(Data items)
• • • •

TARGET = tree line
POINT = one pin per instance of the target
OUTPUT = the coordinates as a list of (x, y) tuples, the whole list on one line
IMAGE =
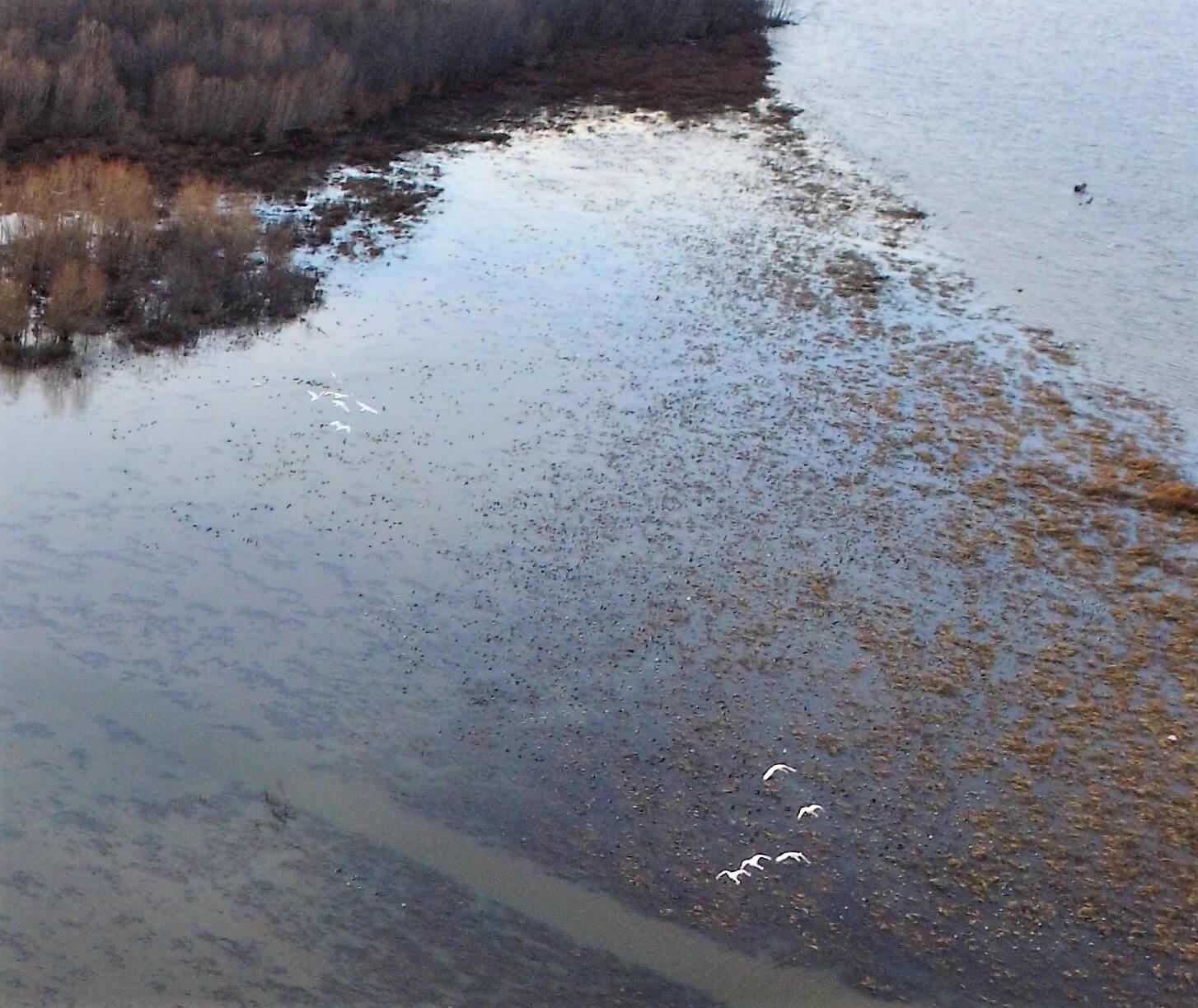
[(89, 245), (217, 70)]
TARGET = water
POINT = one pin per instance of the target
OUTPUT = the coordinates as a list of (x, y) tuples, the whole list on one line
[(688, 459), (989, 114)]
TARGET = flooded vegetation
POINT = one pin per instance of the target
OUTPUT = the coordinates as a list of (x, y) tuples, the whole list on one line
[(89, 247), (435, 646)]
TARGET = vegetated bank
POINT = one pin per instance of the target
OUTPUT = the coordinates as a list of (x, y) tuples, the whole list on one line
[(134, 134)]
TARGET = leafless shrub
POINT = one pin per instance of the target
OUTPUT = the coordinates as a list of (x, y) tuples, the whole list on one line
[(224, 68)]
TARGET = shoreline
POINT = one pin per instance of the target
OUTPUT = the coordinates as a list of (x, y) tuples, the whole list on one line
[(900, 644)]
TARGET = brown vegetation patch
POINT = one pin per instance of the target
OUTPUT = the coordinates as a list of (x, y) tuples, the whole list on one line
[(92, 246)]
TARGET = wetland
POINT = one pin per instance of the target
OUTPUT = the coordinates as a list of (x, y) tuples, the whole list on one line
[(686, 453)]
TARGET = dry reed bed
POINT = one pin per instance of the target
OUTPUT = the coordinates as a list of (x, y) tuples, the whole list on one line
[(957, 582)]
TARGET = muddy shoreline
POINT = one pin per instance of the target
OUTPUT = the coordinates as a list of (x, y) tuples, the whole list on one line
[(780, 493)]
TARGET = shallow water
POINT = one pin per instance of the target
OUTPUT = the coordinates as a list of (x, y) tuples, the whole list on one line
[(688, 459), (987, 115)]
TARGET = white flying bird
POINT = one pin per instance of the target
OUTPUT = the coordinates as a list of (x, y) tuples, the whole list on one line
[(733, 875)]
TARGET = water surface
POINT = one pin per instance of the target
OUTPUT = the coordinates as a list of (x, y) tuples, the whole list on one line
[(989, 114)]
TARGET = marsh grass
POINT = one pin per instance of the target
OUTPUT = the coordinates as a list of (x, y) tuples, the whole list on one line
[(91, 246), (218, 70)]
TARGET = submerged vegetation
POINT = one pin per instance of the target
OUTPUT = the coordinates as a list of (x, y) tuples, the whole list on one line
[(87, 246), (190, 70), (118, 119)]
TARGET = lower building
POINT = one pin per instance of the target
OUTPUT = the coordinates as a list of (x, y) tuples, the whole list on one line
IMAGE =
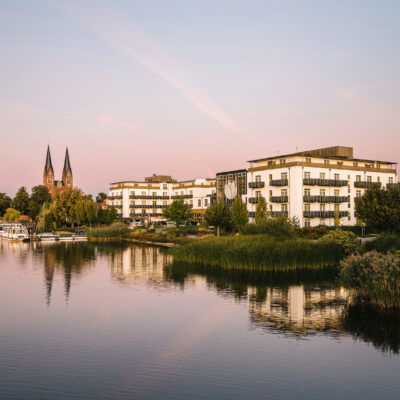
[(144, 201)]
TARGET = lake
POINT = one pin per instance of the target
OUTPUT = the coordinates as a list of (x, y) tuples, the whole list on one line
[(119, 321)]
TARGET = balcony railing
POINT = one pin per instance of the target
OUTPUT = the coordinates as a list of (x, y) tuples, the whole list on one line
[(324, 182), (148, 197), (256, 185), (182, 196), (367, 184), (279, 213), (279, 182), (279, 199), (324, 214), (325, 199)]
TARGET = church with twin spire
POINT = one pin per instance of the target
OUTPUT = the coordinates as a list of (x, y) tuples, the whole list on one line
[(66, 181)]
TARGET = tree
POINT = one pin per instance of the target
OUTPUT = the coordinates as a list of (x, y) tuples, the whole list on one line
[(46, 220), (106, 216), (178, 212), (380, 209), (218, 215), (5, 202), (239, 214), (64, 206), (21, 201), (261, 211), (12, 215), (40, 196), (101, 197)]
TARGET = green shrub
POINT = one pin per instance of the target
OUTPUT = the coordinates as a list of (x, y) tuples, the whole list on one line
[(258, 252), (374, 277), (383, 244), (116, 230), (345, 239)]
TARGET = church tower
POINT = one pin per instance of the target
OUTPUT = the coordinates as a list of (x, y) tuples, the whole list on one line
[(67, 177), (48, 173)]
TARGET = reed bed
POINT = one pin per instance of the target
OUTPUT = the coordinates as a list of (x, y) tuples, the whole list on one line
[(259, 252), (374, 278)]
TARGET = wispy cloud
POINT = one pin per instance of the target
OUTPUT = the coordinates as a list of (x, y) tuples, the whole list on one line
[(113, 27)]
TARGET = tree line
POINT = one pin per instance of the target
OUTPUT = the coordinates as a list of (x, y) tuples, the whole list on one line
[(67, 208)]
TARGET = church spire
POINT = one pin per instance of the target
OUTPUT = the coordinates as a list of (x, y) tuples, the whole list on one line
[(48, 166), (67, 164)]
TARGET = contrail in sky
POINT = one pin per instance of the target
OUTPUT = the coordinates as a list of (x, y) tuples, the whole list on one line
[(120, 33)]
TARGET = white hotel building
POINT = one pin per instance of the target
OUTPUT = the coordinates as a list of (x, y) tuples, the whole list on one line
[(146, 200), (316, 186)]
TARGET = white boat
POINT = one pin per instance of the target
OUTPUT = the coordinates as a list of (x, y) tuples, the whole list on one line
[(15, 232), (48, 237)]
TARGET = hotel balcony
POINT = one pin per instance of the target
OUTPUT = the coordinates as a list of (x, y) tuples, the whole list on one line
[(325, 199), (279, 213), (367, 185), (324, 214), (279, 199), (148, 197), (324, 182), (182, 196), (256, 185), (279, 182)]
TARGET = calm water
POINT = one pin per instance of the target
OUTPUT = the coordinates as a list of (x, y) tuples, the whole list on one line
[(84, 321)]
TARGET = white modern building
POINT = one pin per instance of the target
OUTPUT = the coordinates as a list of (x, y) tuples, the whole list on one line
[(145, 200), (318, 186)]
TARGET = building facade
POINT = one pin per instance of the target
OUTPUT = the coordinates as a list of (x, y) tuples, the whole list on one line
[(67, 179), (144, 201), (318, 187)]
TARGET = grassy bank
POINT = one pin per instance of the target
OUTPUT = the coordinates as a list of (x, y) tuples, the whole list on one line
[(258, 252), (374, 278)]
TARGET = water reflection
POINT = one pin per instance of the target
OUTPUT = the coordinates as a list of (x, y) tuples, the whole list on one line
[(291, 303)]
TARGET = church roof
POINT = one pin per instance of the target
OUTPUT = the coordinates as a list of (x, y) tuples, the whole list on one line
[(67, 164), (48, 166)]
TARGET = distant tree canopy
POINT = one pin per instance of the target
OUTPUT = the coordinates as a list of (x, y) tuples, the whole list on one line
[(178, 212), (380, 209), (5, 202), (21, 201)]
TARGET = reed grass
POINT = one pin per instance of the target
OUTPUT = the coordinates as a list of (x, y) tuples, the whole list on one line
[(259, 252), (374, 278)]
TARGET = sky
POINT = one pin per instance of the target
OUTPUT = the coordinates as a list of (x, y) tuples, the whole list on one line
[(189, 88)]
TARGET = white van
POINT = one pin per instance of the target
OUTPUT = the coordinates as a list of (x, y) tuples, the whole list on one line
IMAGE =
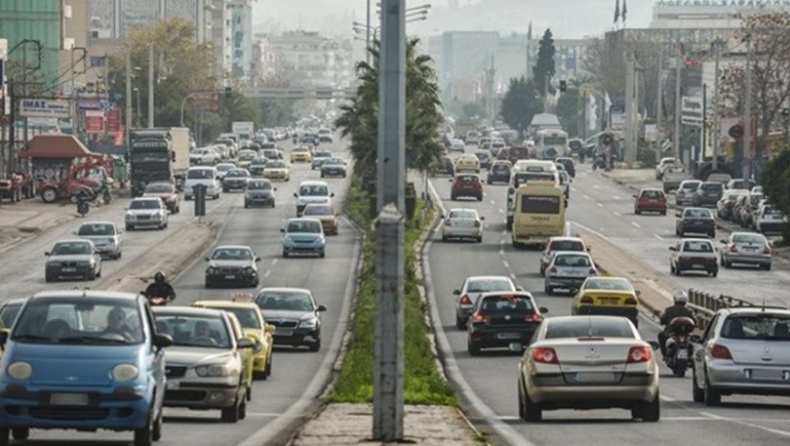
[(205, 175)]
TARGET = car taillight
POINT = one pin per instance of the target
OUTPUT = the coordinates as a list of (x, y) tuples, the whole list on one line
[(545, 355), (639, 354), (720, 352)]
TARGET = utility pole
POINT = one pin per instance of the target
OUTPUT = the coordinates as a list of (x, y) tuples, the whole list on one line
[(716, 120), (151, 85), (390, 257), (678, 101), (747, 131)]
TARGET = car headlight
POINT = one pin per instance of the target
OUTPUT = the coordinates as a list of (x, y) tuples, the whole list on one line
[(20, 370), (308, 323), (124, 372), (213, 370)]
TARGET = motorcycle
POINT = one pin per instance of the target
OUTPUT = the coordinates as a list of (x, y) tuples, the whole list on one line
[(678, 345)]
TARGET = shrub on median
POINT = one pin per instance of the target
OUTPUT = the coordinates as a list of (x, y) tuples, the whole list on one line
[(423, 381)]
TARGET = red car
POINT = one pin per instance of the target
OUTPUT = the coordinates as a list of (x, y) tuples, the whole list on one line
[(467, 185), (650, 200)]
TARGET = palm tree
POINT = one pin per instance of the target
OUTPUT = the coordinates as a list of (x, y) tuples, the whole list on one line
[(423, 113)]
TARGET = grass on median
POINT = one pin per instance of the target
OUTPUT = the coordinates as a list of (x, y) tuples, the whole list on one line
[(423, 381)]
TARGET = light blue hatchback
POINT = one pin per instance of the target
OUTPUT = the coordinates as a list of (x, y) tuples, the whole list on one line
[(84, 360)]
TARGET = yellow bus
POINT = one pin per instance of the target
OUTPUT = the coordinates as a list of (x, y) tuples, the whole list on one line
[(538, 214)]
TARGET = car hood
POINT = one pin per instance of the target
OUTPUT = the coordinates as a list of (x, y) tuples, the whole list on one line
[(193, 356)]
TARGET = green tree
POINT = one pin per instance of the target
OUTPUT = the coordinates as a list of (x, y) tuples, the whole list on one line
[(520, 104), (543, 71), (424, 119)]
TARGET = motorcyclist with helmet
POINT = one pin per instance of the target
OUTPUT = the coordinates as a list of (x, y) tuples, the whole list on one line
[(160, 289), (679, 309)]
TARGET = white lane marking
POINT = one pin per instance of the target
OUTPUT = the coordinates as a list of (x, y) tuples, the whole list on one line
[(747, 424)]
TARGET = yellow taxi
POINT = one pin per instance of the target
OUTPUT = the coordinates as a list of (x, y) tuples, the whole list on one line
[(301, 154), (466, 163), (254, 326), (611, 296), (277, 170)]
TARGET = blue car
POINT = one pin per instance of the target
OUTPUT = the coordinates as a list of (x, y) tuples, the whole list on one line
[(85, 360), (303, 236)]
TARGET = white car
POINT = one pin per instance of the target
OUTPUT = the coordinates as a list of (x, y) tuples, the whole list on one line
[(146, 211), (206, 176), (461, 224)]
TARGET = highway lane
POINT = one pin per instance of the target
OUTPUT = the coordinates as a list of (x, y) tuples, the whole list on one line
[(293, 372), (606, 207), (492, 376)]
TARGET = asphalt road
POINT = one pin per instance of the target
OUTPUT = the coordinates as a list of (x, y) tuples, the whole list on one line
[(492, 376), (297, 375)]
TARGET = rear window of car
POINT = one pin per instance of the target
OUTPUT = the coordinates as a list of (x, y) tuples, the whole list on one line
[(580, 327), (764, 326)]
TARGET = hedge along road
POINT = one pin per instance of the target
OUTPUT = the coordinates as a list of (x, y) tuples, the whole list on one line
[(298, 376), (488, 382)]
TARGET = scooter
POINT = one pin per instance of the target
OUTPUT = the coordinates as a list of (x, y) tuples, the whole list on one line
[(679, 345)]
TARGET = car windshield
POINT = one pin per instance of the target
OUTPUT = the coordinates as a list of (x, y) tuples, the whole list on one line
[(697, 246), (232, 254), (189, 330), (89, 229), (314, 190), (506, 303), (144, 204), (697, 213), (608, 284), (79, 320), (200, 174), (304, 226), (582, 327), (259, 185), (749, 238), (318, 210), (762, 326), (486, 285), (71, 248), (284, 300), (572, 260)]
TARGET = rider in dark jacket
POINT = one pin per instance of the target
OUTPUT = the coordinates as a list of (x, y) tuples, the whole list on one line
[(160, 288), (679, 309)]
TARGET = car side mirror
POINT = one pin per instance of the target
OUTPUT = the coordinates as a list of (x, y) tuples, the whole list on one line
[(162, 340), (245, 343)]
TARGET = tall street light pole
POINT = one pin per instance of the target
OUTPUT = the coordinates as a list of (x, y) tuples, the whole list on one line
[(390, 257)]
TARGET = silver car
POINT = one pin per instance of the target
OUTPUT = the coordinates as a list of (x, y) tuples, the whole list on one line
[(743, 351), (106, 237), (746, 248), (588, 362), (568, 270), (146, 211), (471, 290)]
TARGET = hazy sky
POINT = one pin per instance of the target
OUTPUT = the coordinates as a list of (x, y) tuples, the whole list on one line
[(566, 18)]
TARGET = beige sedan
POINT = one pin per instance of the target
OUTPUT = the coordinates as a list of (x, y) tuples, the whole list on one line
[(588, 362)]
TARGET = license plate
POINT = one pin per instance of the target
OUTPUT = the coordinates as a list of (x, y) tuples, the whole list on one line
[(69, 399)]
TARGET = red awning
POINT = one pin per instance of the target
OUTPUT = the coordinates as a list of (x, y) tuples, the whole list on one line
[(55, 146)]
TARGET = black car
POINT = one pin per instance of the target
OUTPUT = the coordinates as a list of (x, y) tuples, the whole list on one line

• • • •

**What needs to be done**: Reproduce verbatim the lines beginning with the line containing "TARGET = utility pole" and continuing through the line containing "[(20, 370), (308, 323), (124, 372), (213, 370)]", both included.

**Solution for this task**:
TARGET = utility pole
POINT = one pin per instance of the target
OUTPUT = the coordinates as a list of (x, y) tuples, the whole list on one line
[(716, 120), (151, 85), (390, 257), (678, 101), (747, 131)]
TARGET = car headlight
POINT = one pin per instance of the target
OUTPUT = the coordinates as a list of (x, y) tuples, the whole list on one line
[(20, 370), (308, 323), (124, 372), (213, 370)]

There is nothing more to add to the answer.